▶ **Set problem**:
Copy every line of the listing below without any alteration.

▶ **Excerpts from a location annotation dataset**:
·····
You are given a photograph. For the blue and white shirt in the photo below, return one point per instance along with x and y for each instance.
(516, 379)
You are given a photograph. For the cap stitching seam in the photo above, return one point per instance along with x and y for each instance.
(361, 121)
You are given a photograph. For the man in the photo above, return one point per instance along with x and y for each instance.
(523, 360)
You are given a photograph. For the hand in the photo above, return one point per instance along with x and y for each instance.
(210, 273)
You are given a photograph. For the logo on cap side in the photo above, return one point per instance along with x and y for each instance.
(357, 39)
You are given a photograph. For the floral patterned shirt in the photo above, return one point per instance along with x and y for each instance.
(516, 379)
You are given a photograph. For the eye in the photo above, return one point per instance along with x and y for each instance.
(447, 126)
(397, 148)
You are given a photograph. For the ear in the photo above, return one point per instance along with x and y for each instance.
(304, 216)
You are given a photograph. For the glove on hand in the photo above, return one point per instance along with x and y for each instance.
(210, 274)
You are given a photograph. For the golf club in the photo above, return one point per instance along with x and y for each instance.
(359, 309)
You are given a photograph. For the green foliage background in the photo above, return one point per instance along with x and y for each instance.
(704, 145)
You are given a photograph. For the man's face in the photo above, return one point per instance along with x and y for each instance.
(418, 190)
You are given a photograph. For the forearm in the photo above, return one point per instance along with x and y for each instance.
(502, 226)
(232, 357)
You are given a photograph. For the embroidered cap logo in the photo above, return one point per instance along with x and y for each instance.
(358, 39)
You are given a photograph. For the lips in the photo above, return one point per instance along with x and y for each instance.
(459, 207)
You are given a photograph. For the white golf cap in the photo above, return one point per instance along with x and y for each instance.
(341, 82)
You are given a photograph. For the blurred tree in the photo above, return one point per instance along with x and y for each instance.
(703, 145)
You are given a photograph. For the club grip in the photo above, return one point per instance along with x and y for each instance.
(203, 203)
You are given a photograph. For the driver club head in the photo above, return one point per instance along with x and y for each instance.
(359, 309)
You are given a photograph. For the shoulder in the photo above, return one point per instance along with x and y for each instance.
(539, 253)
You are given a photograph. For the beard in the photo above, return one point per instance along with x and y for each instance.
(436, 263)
·····
▶ **Complete output**:
You are given a photograph. For the blue and white shirt in the photo below, return one point per instance along with x and y for each instance.
(516, 379)
You are given a photograph. For the cap stitching seam in the photo above, return one point per instance along with x and y for each instance.
(361, 121)
You are given a photograph. For the man in the photo above, return one point per instance along with x and y for each instance.
(523, 360)
You are given a photograph. For the hand in the photo above, return one point per instance along with x and y for each instance.
(210, 273)
You are given a photograph. For the logo on cap side in the photo above, return one point per instance along with x and y for each instance.
(357, 39)
You are given a photograph. For the floral patterned shirt in the photo above, return one point per instance along with x and y for each instance.
(516, 379)
You are given a photograph. For the eye in the photo above, return one point per instance along with x and y for each instance.
(447, 126)
(397, 148)
You are given a photograph. For the ear in the photo above, return one point per instance along with x and y for each instance.
(304, 216)
You are given a photograph. For the glove on hand in the photo above, return one point per instance along with x and y for each instance.
(210, 274)
You are given a photograph. For the golf club in the photo above, return one point per instance along with x and y for each instance.
(359, 309)
You are given a photograph. For the green foliage background in the photo above, return one point per instance along with x and y for each instance.
(704, 145)
You are given a photograph. For the man's face in the photo above, return one point per instance along with x and y for each instance.
(418, 190)
You are given a photograph. For the forearm in the photo above, return one point per instance along with x and y for each instance.
(502, 226)
(232, 357)
You are given a photograph. For the embroidered cap logo in the photo above, return one point per instance along with x and y for each instance.
(358, 39)
You are given a photograph. For the lips in the photo above, return one point per instance along with x and y for each instance.
(459, 207)
You are given a photograph. For the white golf cap in the photo above, return one point per instance along with x and y for each instance.
(341, 82)
You are given a photograph. For the blurred tree in the photo above, return one point per instance along with x and y for each instance.
(703, 145)
You are given a photograph. For the club grip in the photo above, return one point per instance along with x and y for each instance.
(203, 203)
You are given a photograph. For the driver club head in the photo above, return one point per instance along with x and y for each instance.
(359, 309)
You are given a photograph. For the shoulder in the photo above, return one point per instance along with x and y for each instance.
(539, 253)
You are given a photograph. For the beard in the photo above, return one point per instance along with x and y for each instance.
(436, 263)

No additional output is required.